** Given data follows **

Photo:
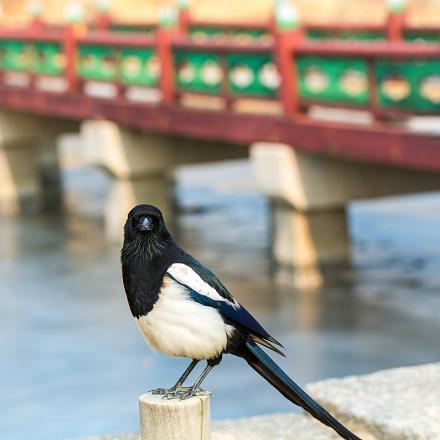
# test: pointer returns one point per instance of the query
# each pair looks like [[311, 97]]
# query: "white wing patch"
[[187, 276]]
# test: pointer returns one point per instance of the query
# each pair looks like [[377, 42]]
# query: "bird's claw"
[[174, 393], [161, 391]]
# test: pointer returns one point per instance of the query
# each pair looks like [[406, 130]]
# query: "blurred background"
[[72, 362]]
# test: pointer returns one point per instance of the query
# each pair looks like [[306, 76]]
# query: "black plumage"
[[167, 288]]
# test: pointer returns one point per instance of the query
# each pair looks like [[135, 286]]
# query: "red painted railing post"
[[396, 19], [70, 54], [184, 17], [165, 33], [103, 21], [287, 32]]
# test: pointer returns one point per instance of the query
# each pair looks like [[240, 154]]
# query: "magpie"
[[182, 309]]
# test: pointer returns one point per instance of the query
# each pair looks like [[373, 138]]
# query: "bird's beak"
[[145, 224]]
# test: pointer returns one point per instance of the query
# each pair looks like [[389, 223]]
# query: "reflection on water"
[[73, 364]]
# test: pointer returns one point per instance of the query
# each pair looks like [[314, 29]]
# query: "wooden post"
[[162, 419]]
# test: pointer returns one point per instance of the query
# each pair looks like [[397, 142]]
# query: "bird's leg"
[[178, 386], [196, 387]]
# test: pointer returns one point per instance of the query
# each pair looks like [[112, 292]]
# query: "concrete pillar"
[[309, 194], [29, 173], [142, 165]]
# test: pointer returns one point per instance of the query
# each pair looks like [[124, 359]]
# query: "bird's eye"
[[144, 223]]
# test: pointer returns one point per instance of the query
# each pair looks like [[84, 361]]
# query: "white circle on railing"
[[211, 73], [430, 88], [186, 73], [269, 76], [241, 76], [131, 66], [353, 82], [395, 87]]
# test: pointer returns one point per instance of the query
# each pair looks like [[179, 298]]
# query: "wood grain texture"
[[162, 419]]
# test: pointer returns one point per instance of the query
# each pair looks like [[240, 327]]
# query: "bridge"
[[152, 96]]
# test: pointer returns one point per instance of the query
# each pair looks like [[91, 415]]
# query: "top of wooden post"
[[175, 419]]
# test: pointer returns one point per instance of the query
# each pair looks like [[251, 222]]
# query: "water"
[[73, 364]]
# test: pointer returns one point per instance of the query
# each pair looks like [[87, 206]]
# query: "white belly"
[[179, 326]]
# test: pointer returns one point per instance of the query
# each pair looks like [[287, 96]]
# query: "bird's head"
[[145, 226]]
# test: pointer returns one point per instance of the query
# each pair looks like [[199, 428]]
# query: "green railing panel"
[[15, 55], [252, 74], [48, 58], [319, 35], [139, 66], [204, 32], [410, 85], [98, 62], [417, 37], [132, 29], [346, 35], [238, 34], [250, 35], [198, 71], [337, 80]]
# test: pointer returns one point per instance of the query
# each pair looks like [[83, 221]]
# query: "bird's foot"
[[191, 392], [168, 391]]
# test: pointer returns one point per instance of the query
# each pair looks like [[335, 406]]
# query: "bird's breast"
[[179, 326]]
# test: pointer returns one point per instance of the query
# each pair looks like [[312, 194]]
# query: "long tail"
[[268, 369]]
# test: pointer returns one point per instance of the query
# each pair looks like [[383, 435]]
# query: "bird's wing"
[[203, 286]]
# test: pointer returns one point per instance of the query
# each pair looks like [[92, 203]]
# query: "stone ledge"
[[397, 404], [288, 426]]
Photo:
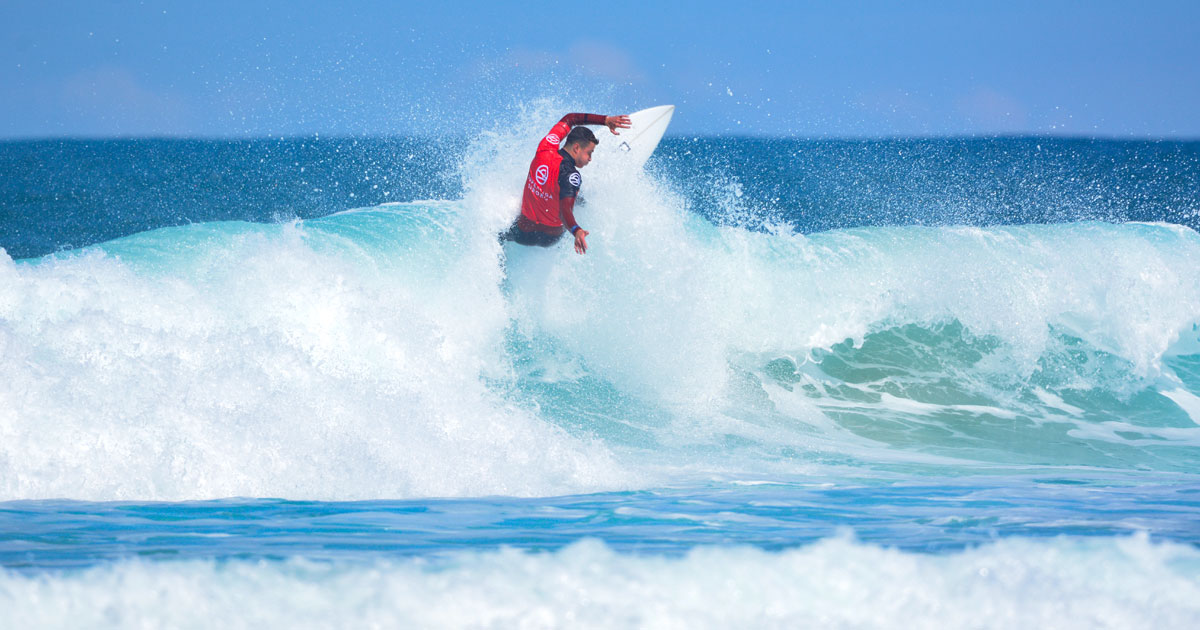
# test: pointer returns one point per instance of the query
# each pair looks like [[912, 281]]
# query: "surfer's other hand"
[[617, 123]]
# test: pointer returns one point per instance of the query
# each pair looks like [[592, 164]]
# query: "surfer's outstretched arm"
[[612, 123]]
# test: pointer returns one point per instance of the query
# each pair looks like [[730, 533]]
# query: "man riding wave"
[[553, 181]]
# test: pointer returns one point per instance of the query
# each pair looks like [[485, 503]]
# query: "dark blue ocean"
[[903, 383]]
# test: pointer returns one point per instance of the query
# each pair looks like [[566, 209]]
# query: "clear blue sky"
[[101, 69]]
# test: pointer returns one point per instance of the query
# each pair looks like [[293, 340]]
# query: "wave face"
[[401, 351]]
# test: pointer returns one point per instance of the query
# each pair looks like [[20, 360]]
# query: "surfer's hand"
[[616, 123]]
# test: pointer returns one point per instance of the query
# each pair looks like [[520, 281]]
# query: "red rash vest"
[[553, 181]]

** End of Given data **
** Given data follows **

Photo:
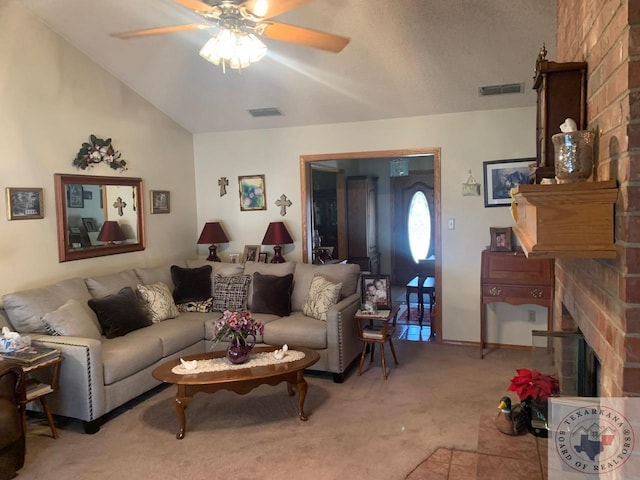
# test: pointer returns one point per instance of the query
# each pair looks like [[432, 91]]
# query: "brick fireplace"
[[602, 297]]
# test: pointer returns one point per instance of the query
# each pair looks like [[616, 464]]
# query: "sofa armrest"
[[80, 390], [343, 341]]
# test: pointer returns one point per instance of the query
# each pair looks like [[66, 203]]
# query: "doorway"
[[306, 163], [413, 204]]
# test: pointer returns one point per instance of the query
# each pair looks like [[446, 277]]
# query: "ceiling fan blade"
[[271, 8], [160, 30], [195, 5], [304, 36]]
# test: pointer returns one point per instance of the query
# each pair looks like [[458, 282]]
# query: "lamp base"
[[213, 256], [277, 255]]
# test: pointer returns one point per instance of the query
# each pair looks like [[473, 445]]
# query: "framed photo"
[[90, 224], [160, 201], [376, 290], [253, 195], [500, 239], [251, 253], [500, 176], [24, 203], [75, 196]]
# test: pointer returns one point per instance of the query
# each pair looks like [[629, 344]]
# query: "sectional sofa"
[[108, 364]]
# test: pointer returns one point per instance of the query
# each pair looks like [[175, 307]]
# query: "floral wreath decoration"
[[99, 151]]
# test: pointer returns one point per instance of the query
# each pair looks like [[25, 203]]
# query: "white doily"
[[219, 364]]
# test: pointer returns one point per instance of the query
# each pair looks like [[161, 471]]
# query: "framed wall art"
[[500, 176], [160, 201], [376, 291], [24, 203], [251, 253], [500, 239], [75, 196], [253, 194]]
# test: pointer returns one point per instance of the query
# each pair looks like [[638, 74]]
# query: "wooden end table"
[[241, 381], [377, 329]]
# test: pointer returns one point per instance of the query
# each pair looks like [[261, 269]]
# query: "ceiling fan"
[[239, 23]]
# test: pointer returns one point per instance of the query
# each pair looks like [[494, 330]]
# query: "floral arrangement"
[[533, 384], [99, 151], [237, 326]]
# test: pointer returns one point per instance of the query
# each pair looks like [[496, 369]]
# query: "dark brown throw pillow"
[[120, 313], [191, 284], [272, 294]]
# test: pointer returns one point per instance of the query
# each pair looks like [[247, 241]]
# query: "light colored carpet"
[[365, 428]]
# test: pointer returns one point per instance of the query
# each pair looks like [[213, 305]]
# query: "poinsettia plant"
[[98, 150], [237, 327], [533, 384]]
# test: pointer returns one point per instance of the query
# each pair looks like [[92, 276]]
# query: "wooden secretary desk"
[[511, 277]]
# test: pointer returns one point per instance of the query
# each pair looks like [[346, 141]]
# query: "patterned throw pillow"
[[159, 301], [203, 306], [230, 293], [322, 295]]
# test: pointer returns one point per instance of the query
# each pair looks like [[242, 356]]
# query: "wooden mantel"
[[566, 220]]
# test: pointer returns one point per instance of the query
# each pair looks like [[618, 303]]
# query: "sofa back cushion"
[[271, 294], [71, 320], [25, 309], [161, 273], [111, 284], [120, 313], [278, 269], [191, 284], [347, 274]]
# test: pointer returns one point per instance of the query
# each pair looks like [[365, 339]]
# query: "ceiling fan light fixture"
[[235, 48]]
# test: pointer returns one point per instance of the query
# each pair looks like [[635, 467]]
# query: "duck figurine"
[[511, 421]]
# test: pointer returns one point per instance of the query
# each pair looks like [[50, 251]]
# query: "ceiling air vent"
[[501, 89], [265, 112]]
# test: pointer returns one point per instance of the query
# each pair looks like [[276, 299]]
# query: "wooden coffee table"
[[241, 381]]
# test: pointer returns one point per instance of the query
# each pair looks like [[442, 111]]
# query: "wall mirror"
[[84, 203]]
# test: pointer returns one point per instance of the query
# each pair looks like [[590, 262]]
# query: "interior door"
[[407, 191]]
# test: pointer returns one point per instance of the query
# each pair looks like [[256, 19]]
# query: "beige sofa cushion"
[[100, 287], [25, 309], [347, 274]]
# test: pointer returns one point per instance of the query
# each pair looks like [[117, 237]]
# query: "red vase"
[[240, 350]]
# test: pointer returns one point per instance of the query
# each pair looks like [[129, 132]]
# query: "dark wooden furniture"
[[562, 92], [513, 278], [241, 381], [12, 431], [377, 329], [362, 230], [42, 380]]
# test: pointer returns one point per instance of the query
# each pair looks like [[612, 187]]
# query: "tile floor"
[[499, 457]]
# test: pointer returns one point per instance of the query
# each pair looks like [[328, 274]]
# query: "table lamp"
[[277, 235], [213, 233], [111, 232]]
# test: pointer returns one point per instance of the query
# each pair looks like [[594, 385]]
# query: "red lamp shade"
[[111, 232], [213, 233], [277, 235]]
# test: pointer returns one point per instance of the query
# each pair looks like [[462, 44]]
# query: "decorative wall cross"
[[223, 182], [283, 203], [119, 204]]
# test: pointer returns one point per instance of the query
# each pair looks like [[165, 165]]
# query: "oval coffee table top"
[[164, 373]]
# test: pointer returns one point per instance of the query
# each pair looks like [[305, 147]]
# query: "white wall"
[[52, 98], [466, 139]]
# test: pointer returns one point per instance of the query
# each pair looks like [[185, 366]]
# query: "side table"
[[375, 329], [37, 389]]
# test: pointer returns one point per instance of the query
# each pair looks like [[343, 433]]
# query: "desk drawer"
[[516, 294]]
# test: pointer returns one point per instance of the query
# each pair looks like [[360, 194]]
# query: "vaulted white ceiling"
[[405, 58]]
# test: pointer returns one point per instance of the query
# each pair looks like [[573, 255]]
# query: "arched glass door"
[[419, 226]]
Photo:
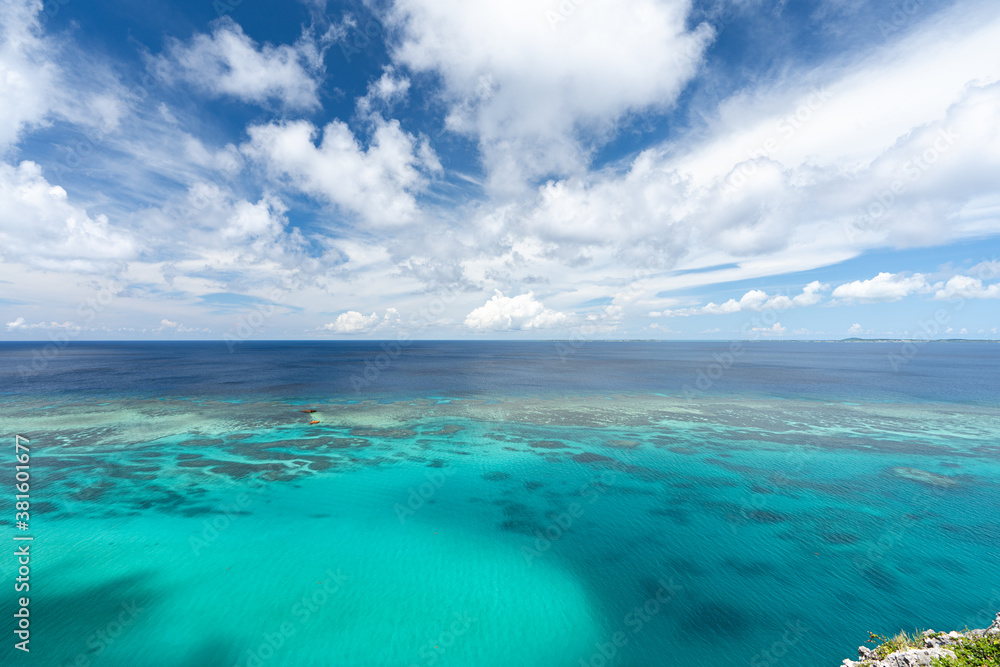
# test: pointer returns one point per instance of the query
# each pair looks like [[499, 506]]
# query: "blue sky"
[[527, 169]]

** End of Given data **

→ **Your objective**: Copy, exactly and only, the lines above that begin with the one containing "# each pair looks like [[314, 29]]" and finish with the one containing "# each pair looks like [[179, 298]]".

→ **Output**:
# each pair looks like [[314, 29]]
# query: "wooden post"
[[162, 419]]
# test: pointer returns one point per instance of the query
# each pair looks like [[397, 142]]
# query: "bird's leg"
[[178, 386], [196, 387]]
# test: pointer returns one point per instance of the query
# each pair looks like [[112, 292]]
# query: "concrete pillar"
[[309, 194], [29, 173], [142, 165]]
# test: pointer returns one point per instance of the query
# each pair looks like [[124, 359]]
# query: "bird's eye"
[[144, 223]]
# test: pointer returns one point per instance of the query
# each pair looks like [[84, 361]]
# query: "white circle on railing"
[[211, 73], [430, 88], [186, 73], [269, 76], [241, 76], [131, 66], [353, 82], [395, 87]]
# test: pointer returns one point per instance of the query
# each pair looks like [[179, 298]]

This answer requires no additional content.